[PROBLEM STATEMENT]:
Each line from the beginning of the entries below through the line that includes "[[207, 134]]" must be returned exactly as given.

Saved data entries
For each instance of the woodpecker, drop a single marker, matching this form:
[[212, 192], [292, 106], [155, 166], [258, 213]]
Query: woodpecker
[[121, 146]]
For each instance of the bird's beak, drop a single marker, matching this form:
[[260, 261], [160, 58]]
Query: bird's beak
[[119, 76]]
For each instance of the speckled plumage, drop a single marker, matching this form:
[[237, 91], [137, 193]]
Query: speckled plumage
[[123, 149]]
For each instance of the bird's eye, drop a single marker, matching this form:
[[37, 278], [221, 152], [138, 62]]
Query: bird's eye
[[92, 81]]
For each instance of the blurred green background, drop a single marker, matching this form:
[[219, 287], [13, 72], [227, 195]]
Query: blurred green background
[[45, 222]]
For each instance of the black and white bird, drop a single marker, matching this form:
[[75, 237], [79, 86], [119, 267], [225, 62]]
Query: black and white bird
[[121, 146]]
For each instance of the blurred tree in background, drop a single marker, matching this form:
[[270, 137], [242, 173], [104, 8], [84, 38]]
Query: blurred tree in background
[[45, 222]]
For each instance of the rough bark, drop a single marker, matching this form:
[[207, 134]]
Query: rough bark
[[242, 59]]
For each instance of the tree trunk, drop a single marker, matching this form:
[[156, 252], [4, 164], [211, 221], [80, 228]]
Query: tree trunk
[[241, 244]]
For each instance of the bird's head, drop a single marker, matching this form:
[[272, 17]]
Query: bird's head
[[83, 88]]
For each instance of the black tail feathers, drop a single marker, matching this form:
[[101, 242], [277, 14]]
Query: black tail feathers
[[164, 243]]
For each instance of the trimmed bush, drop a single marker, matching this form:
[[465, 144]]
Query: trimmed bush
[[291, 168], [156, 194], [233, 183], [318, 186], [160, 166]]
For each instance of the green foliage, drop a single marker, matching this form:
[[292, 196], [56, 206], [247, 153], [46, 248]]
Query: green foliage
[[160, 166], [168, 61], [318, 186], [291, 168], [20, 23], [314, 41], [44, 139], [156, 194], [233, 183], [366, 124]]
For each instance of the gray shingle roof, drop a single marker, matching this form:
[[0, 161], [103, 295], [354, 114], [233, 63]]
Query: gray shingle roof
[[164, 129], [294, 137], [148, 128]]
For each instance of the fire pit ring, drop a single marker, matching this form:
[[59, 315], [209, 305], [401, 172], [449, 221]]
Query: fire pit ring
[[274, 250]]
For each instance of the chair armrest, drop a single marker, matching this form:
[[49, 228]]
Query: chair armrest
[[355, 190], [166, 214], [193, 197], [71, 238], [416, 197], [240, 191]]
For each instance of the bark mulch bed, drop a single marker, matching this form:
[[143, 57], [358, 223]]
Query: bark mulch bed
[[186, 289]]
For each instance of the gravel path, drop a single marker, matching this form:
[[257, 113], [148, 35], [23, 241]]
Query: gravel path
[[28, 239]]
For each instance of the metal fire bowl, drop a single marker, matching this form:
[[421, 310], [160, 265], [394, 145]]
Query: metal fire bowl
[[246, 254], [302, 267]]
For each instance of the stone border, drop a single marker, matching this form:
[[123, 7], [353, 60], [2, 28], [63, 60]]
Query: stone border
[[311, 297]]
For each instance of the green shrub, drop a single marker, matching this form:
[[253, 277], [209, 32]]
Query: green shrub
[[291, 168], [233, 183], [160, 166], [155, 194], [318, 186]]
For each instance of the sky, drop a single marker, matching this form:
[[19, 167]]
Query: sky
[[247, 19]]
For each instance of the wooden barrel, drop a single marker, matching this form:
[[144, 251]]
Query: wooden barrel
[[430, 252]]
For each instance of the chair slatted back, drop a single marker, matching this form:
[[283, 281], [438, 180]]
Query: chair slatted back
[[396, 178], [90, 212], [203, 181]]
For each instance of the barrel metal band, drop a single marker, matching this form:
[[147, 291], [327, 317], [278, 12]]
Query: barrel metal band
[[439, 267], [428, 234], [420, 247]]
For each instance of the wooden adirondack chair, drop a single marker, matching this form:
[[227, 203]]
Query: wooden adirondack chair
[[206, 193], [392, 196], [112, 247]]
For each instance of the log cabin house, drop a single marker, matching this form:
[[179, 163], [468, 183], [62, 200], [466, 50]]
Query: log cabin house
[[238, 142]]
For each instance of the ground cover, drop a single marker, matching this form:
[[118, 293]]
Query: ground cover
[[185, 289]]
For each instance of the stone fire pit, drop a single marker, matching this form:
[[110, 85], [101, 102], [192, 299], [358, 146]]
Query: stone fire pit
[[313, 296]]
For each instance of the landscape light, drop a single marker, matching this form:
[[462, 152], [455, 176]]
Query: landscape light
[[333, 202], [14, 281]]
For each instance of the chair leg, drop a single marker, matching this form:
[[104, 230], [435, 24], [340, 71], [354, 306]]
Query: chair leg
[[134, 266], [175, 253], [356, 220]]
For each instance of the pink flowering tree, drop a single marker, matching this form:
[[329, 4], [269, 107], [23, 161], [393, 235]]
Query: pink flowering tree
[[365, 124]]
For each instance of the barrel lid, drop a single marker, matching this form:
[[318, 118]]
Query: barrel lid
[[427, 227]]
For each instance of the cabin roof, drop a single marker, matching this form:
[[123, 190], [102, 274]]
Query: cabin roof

[RESPONSE TO THIS EXERCISE]:
For each instance of the woodpecker, drop a single marker, matching this form:
[[212, 192], [292, 106], [155, 166], [258, 213]]
Query: woodpecker
[[121, 146]]
For each instance of the bird's beak, drop a single marker, matching this form:
[[260, 261], [160, 58]]
Query: bird's beak
[[119, 76]]
For each instance of the speckled plumage, drop a single marker, matching this form:
[[237, 91], [137, 193]]
Query: speckled plumage
[[123, 149]]
For each instance of the bird's eye, drop a single marker, matching this form:
[[37, 278], [221, 152], [138, 62]]
Query: bird's eye
[[92, 81]]
For each instance of the blurred green background, drop a single marker, matching this form:
[[219, 287], [13, 72], [227, 195]]
Query: blurred green background
[[45, 222]]
For each instance of the black and white bird, drop a single marker, matching this form:
[[75, 237], [79, 86], [119, 267], [225, 62]]
Query: black and white bird
[[121, 146]]
For each instance of the blurred tree in background, drop a single marker, matching this form:
[[270, 137], [242, 173], [104, 8], [84, 38]]
Query: blurred tree in background
[[45, 222]]
For each instance of the rough bark, drop a single marker, matching this form:
[[207, 134]]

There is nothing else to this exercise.